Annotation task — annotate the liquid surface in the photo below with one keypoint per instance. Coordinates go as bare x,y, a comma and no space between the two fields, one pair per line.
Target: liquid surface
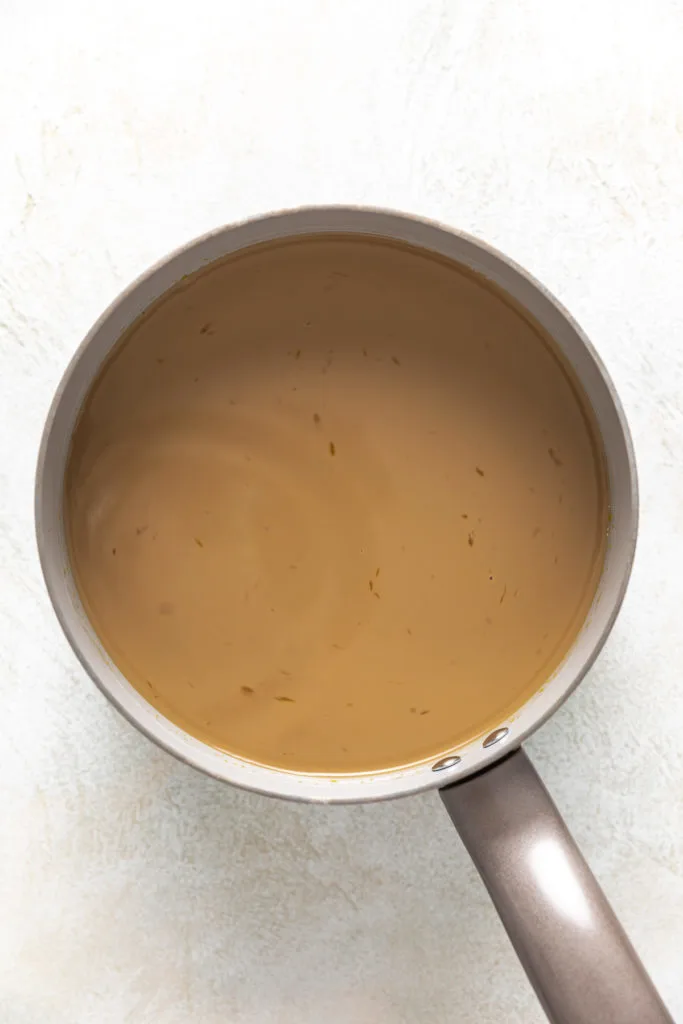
335,506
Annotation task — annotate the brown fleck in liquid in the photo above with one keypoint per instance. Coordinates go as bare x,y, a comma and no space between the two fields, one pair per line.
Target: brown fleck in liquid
346,613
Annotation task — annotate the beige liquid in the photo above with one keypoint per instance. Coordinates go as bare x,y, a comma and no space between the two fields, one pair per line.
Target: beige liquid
334,505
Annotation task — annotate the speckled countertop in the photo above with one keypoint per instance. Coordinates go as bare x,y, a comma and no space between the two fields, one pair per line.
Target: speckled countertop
131,888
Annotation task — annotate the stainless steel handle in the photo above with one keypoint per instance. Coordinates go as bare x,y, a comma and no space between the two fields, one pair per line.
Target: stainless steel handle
573,949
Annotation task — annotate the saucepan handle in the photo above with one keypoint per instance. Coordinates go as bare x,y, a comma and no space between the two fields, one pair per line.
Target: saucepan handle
573,949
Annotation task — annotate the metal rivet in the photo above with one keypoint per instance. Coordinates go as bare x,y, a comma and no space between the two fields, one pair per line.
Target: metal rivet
496,736
446,763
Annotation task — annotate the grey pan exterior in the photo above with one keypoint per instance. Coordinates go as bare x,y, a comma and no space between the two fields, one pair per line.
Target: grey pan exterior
452,766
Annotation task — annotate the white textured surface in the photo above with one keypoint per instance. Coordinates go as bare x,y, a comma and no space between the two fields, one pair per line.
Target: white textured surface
132,889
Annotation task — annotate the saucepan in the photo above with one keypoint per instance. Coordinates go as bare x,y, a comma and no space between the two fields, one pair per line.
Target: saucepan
574,951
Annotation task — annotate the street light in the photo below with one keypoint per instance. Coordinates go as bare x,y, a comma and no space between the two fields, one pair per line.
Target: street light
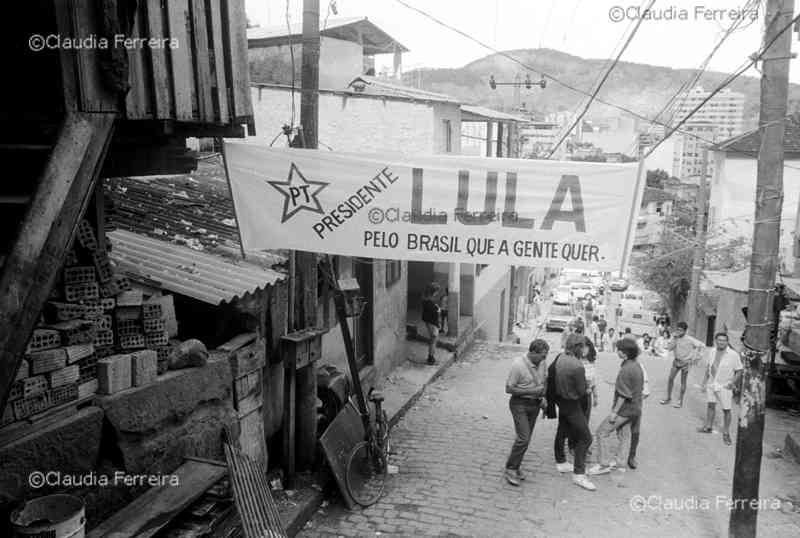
542,83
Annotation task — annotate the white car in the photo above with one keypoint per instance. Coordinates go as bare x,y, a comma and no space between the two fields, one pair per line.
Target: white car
562,295
582,290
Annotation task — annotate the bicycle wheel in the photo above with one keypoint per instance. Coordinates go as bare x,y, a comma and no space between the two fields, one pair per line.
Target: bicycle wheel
365,474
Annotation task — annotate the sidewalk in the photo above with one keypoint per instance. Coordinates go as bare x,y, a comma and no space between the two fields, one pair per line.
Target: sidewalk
402,388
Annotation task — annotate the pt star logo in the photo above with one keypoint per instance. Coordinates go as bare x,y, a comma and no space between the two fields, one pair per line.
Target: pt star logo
299,193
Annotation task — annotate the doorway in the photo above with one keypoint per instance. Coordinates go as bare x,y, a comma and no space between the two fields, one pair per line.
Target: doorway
501,330
362,325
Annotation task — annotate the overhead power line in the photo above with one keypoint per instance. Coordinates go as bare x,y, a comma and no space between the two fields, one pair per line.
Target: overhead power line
747,65
599,86
583,92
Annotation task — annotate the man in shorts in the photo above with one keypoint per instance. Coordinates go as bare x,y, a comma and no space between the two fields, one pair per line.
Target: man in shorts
723,373
685,349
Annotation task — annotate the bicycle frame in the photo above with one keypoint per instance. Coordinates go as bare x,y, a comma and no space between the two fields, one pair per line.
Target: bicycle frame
341,315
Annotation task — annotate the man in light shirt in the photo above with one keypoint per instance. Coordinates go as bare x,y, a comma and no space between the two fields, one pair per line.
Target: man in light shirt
723,373
526,385
685,349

STATED PROBLEM
Return, unchanged, each line from the line containing "Annotation task — annotate the white car" through the last line of the material.

EXERCISE RESPONSE
Annotation task — annotate the white car in the photo above with one keypoint per instance. Coordinates go as bare x,y, a comma and no space between the two fields, one pair per line.
Target: white car
562,295
582,290
Annotation task — annotate the bicycle wheel in the photo above with one keypoint per instance. Coordinates go as bare x,y, a comma and no space between the two fields, one pair per line.
Target: bicycle wheel
365,474
Annotation task — annotate the sidewalk in the photo above with one keypoint per instance. Coordinates go as bare x,y, a comma and no space between the two fields, one pair per line.
Target: sidewalk
402,388
Annotation task — annotate the pt star logo in the photo above with one keypoint per instance. Coordinates go as bare x,y, a comma and no space between the two fields, one pair per line.
Target: pt star logo
299,193
Annotation task — annotate the doorway in the photo above with one keypoint per instance. Coordinates go as bare x,y, a comma and no space between the two fields, one pair per line.
Target: doorway
501,330
362,325
Annotation task — annotate the overhead power line in the photo above with one keypoint per instance. Coordinates go as bare x,y, a comma and no space between the two fields, one pair per line.
Target: overhead power line
747,65
599,86
583,92
Annotation task — annotate the man in shorts in the photo above with one keypoint per instance. Coordinates go as bare x,y, a comma and no space between the two fields, one pair per line.
Target: man in shorts
723,373
685,349
Annotation task — annotate the bicycle frame in the photo above with one keypoint per instance. Coordinates go as bare x,y, a comma and no space between the two fields, one pair per line.
Target: bicycle frame
341,315
Annotation task — annotate the man in light shirt in the photo above with one keypoint per instance. Coordinates go as bare x,y, a comma and no space between the two fields, one pair per line.
Target: man in light shirt
723,373
526,385
685,349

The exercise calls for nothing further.